## EJERCICIO PLANTEADO
Prolonga el texto sobre la unidad a partir de su última oración.

## TEXTO DEL DOCUMENTO
¡Qué
linda es la unidad! El número uno es bonito, erguido, enhiesto,
firme, siempre con un brazo señalando un camino, uno solo. Todos los
demás van detrás de él. Todos quieren ser el uno. El que gana, en
cualquier actividad, es el uno. La unidad es el resumen, es la
congruencia, la confluencia de muchas fracciones que suman... uno.
Pero, ¿siempre representa la unidad el uno?
En
la ciencia no cabe duda que sí. En la política, rara vez. La unidad
es una entelequia la mayoría de las veces que se la menciona. En
algunos casos es deseo real. En otros es falsa convocatoria a resumir
posiciones imposibles de aunar, por contradictorias.
Suele
forzarse la unidad, en busca de lograr objetivos circunstanciales,
más como medio especulativo que como meta real y querida. En estos
casos, los resultados finales son, inevitablemente, la disgregación.

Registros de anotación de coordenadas

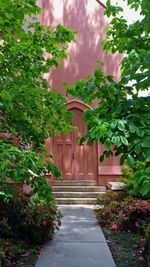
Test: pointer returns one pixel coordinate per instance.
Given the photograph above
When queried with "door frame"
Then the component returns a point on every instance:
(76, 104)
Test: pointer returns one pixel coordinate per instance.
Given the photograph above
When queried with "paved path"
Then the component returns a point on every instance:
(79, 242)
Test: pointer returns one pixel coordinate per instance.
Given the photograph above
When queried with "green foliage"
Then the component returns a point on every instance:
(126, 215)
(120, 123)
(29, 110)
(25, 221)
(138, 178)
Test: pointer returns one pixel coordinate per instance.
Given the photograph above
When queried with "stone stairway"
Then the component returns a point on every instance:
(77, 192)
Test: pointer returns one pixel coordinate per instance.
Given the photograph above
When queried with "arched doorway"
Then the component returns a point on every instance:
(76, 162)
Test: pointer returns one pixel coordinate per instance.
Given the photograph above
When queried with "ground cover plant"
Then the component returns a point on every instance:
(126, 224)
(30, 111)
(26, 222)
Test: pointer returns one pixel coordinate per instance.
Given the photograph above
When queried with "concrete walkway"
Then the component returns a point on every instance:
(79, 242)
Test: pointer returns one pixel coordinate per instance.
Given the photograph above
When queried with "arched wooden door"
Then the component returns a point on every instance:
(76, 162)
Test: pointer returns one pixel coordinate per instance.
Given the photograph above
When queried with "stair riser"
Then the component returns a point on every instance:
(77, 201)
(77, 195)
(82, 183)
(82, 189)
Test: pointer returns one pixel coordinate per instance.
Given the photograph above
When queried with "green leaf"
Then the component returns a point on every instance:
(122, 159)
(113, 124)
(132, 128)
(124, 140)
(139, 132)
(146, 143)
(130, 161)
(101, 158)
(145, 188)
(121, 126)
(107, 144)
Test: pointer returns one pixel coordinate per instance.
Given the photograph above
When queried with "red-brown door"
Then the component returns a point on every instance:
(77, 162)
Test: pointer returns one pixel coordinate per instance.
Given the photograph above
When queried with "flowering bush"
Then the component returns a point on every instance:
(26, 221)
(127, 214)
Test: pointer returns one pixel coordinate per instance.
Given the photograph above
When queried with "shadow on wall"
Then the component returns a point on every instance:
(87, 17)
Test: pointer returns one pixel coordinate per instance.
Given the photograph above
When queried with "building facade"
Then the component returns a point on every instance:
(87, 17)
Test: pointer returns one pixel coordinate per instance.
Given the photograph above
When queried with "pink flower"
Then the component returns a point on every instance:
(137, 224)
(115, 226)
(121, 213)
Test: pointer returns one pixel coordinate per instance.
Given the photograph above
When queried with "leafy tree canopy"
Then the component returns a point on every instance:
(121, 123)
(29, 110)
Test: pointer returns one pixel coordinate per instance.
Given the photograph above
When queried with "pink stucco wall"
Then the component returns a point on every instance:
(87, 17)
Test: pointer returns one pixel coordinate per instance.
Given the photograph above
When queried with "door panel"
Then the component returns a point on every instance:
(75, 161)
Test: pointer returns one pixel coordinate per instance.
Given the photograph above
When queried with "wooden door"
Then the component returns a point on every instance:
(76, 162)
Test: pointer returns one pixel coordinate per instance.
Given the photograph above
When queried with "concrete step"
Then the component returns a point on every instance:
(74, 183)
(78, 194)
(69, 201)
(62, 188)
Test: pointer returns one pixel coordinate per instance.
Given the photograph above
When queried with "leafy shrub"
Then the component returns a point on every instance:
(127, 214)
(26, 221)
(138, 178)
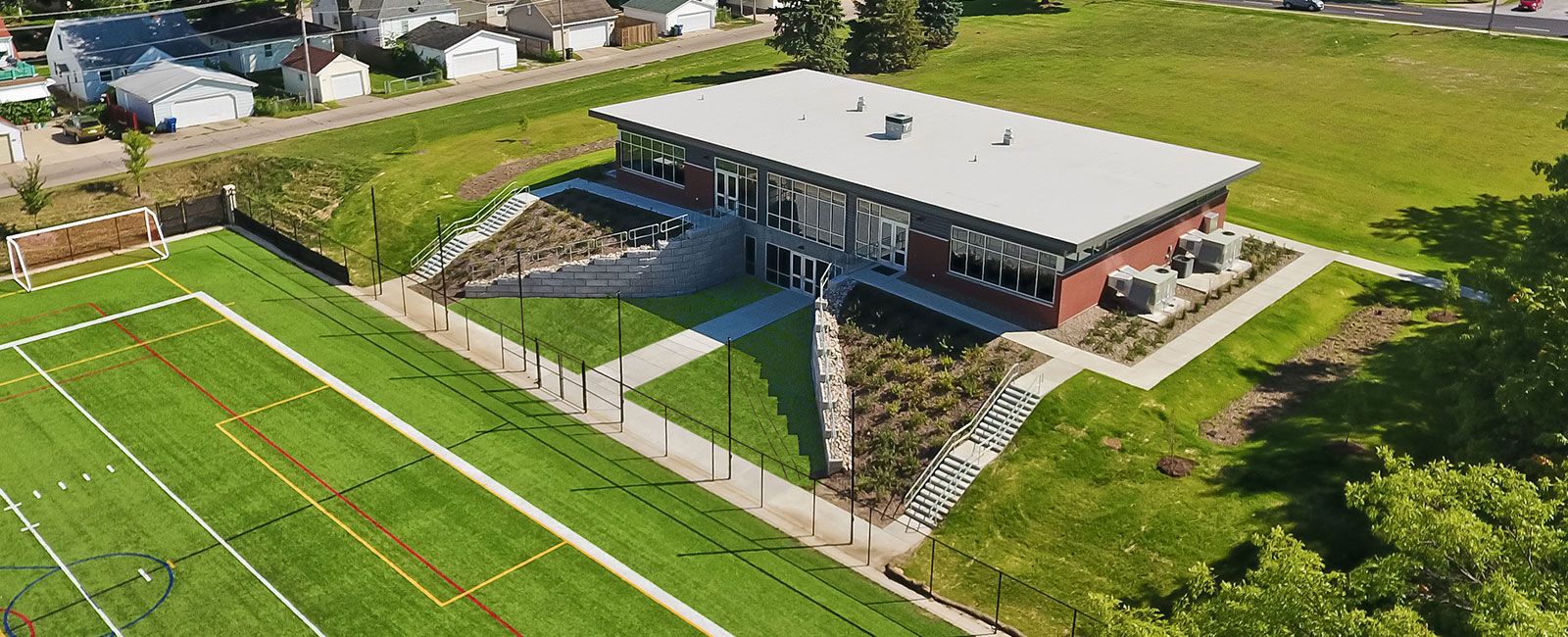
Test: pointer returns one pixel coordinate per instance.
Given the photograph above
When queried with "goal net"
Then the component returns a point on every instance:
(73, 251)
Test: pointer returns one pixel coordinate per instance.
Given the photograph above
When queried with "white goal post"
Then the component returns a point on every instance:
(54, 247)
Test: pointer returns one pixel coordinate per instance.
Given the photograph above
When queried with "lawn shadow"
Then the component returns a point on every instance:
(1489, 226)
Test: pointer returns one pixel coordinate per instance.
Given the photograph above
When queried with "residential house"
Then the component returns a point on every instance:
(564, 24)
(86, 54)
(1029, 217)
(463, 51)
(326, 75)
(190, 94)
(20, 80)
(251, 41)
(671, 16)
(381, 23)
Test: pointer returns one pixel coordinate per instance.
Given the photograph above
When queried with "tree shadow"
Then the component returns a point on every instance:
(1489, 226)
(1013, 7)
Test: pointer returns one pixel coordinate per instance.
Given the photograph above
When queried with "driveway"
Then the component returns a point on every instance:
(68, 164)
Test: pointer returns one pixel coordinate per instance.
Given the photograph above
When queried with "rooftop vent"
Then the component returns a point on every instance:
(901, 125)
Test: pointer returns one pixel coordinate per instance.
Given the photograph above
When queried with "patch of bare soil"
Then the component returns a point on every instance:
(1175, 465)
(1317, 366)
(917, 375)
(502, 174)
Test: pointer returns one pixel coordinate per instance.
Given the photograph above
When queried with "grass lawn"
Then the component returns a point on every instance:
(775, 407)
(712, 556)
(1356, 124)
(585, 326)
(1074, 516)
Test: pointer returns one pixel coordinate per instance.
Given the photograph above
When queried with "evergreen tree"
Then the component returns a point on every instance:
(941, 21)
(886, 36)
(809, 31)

## RESPUESTA
Cuando sucede, los antiguos convocantes a la unidad olvidan
absolutamente sus pretéritas expresiones edulcoradas sobre sus
aunados, convirtiéndose más bien en sus peores enemigos, como
tratando de mostrar efusivamente sus diferencias que, hasta hacía un
rato, parecían no existir.
Empiezan
entonces la búsqueda de otras armonizaciones con nuevos confluentes,
buscando sostener lo contrario de lo que antes se defendía, pero,
eso sí, diciendo que es lo mismo, pero mejor. Ese nada extraño
comportamiento dual, indica el grado de lealtad a principios que
enuncian, pero no defienden en los hechos.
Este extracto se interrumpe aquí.